## Written exercise
Pull out every line of the material below that contains the word "dining", and copy each of those lines in full.

## Material for this task

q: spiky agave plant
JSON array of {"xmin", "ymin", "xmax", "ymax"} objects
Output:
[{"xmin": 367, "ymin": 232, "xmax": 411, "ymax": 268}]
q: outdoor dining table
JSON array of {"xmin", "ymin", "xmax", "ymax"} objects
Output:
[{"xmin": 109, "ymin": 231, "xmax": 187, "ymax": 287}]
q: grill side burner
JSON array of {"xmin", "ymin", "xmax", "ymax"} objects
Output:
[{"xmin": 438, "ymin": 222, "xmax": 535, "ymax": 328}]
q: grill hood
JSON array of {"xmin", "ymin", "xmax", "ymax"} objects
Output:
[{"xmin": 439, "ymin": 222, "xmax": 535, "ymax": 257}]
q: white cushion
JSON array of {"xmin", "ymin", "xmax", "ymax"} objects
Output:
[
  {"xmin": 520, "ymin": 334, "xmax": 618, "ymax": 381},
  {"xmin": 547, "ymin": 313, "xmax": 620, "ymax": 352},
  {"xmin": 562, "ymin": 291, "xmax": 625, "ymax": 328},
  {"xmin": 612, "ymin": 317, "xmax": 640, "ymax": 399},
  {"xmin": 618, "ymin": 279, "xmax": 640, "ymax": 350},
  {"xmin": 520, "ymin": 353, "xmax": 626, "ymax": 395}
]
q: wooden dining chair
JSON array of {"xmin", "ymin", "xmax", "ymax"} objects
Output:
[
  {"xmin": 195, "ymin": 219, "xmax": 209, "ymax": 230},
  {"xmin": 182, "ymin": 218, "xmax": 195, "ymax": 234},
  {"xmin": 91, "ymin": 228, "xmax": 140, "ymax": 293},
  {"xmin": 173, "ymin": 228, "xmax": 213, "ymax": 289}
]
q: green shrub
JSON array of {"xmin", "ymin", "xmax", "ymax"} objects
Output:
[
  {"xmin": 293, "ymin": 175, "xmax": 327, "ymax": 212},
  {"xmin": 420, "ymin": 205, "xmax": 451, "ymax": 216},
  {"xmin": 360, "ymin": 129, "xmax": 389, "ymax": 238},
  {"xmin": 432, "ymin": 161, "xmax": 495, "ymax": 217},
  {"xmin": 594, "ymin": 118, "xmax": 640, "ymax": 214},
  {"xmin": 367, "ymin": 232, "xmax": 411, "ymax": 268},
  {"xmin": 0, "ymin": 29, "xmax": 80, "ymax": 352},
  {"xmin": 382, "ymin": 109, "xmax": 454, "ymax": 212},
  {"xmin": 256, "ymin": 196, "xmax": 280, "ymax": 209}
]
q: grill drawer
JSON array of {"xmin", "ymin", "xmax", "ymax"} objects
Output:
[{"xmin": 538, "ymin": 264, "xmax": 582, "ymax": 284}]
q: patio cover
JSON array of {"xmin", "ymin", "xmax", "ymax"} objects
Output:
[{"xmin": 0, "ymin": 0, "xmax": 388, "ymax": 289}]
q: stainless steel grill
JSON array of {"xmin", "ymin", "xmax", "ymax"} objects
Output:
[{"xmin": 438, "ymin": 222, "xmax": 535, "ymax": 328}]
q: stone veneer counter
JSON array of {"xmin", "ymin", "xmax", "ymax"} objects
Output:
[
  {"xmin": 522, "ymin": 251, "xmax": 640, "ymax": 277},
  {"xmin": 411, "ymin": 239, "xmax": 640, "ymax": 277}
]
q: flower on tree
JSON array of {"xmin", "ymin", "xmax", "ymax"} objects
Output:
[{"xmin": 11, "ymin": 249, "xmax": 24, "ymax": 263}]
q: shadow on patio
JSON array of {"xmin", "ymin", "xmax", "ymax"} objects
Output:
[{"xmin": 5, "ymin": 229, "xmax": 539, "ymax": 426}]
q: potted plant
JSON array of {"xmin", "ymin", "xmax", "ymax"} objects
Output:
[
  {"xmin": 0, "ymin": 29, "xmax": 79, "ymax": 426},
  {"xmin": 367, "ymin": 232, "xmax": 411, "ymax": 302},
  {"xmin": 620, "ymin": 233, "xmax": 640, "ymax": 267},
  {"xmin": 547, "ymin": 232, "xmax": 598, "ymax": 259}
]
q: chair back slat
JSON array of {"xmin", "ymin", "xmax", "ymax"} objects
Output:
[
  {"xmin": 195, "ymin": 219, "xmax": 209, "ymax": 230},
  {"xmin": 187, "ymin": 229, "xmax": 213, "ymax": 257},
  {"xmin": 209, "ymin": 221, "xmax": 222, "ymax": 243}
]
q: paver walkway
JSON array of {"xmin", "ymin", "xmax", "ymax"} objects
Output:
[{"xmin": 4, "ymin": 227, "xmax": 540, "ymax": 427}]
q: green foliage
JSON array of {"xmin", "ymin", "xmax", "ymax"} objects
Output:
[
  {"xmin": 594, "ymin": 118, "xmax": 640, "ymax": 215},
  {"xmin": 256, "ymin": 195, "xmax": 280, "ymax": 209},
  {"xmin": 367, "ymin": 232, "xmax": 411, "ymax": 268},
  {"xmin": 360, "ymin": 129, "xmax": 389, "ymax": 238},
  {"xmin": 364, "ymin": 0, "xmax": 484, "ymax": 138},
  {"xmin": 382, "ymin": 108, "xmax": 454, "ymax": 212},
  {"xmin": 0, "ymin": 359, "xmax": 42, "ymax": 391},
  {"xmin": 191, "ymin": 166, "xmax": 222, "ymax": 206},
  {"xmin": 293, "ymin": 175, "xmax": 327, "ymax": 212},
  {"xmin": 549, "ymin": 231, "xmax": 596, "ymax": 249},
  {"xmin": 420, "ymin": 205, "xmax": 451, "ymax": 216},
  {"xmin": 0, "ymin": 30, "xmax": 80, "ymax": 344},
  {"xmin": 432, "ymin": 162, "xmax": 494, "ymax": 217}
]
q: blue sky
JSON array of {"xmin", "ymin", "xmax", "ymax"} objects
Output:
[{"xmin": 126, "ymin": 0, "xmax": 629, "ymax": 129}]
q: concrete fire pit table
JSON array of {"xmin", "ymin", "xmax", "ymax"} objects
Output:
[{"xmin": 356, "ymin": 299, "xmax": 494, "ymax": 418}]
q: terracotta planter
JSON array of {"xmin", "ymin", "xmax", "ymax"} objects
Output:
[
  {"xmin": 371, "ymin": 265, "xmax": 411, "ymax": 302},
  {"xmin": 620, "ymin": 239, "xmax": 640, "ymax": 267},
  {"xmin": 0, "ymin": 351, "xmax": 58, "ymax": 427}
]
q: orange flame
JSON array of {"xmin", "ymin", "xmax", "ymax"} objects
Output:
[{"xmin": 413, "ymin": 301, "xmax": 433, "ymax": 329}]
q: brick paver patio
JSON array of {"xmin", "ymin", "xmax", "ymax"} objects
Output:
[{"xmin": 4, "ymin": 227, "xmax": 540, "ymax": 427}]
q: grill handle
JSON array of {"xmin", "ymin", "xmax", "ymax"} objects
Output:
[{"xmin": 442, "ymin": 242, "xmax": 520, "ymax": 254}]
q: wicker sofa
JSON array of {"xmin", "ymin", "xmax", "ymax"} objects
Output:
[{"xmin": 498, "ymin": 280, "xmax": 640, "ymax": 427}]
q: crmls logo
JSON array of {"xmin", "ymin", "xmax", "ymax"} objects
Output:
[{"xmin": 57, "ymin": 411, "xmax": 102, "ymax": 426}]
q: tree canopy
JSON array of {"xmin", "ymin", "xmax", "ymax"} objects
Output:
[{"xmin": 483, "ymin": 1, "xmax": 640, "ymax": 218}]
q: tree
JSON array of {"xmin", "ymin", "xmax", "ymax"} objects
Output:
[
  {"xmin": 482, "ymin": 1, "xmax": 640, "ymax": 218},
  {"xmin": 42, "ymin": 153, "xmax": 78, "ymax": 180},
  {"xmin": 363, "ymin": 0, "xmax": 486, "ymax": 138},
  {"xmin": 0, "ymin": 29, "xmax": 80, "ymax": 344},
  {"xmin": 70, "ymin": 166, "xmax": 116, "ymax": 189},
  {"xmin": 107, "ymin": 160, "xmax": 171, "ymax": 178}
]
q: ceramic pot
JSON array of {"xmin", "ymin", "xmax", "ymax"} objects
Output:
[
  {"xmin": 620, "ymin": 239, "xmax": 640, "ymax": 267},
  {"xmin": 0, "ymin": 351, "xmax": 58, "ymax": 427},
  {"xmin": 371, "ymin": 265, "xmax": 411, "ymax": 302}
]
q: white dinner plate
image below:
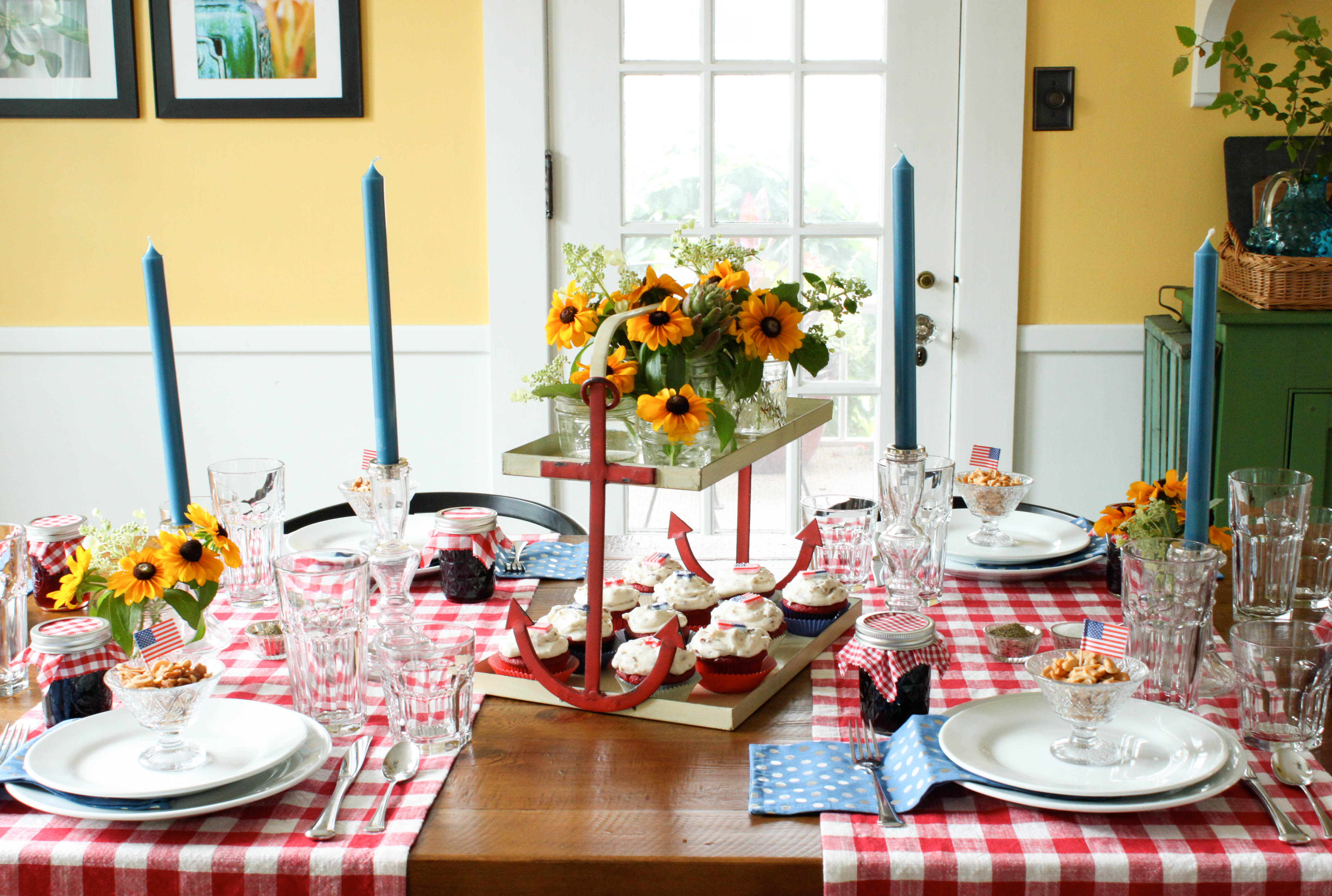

## Full solution
q: outdoor dining table
q: wooden dining chair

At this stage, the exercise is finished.